- [Ausgangstext]:
# # # # # # #
Sind die Menschen schlauer geworden?

IQ-Tests ergeben heute höhere Durchschnittswerte als noch vor hundert Jahren

Sind wir in den letzten hundert Jahren wirklich grundlegend schlauer geworden? © iStock.com

Schlauer statt dümmer: Die Menschen heute schneiden in IQ-Tests durchschnittlich besser ab als noch vor hundert Jahren, wie eine Studie zeigt. Immerhin um drei IQ-Punkte pro Jahrzehnt hat sich demnach die Intelligenz gesteigert. Ob dies aber bedeutet, dass die Menschheit generell schlauer geworden ist, bezweifeln selbst die Forscher. Sie sehen darin eher eine Steigerung der testspezifischen Fähigkeiten.

Der in speziellen Tests ermittelte Intelligenzquotient gilt meist als Maß der Intelligenz – ist aber nicht unumstritten. Denn die gängigen IQ-Tests fragen nur bestimmte Fähigkeiten ab, sind aber nach Ansicht vieler Neurowissenschaftler bei weitem nicht differenziert genug, um das komplexe Phänomen Intelligenz wirklich zu erfassen. Zudem hat sich herausgestellt, dass gerade der IQ von Jugendlichen im Laufe der Pubertät stark schwanken kann und daher nur bedingt aussagekräftig ist.
# # # # # # #
- [Bereitgestellte Zeilen]:
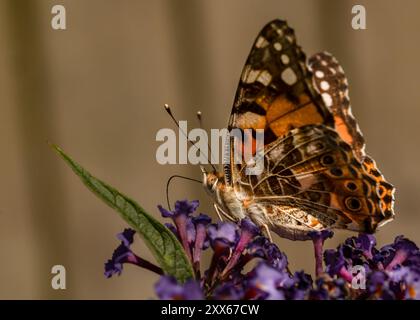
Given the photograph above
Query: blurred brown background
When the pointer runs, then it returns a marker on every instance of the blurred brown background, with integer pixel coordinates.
(97, 90)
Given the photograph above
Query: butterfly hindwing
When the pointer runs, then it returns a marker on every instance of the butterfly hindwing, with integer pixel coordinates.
(331, 83)
(316, 174)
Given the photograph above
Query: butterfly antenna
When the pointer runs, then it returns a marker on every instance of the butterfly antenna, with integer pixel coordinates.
(169, 182)
(209, 154)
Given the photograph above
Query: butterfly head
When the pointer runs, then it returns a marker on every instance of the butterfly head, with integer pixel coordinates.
(211, 181)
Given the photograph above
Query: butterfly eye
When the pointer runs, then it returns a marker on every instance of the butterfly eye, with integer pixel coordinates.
(353, 204)
(327, 160)
(351, 186)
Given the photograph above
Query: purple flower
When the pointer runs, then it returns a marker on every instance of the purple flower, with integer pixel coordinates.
(183, 207)
(229, 291)
(262, 248)
(181, 218)
(123, 254)
(392, 272)
(404, 248)
(222, 235)
(269, 283)
(167, 288)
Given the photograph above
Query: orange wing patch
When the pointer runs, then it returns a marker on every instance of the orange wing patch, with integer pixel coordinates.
(284, 115)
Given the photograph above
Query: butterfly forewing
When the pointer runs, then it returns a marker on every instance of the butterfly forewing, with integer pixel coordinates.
(316, 174)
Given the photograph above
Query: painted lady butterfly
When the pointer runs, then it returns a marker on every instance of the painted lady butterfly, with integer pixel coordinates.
(316, 173)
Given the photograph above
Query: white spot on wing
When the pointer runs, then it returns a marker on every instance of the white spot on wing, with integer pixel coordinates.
(325, 85)
(277, 46)
(250, 75)
(261, 42)
(279, 32)
(327, 99)
(289, 76)
(264, 78)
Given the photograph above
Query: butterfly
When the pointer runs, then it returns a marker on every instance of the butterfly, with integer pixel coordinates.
(316, 173)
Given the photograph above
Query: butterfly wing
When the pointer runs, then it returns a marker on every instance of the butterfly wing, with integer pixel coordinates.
(331, 83)
(313, 177)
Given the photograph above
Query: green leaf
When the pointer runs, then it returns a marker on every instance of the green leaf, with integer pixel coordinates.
(165, 247)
# # # # # # #
- [Arbeitsanweisungen]:
[1] Erklären Sie in ein bis drei Sätzen, warum der Intelligenzquotient laut dem Ausgangstext über die gestiegenen IQ-Werte als Maß der Intelligenz nicht unumstritten ist.
[2] Schreiben Sie den Ausgangstext über die gestiegenen IQ-Werte im Anschluss an seinen letzten Satz weiter.

- [Lösungen]:
[1] Die gängigen IQ-Tests fragen nur bestimmte Fähigkeiten ab und sind nach Ansicht vieler Neurowissenschaftler bei weitem nicht differenziert genug, um das komplexe Phänomen Intelligenz wirklich zu erfassen. Zudem kann gerade der IQ von Jugendlichen im Laufe der Pubertät stark schwanken, weshalb er nur bedingt aussagekräftig ist.

[2]
Dennoch gelten IQ-Tests zumindest als ein Anhaltspunkt dafür, welche kognitiven Fähigkeiten ein Mensch hat. Dabei werden die Tests ständig angepasst, denn die Ergebnisse haben sich im Laufe der Zeit verändert: Durch bessere Ernährung, Bildung und andere Umweltfaktoren steigen sie in den letzten Jahrzehnten in den Industrieländern an – dies wird als Flynn-Effekt bezeichnet. „Intelligenztests werden regelmäßig nachnormiert, um die Ergebnisse auf die durchschnittliche Soll-Leistung von 100 zu kalibrieren“, erklären Jakob Pietschnig und Martin Voracek von der Universität Wien.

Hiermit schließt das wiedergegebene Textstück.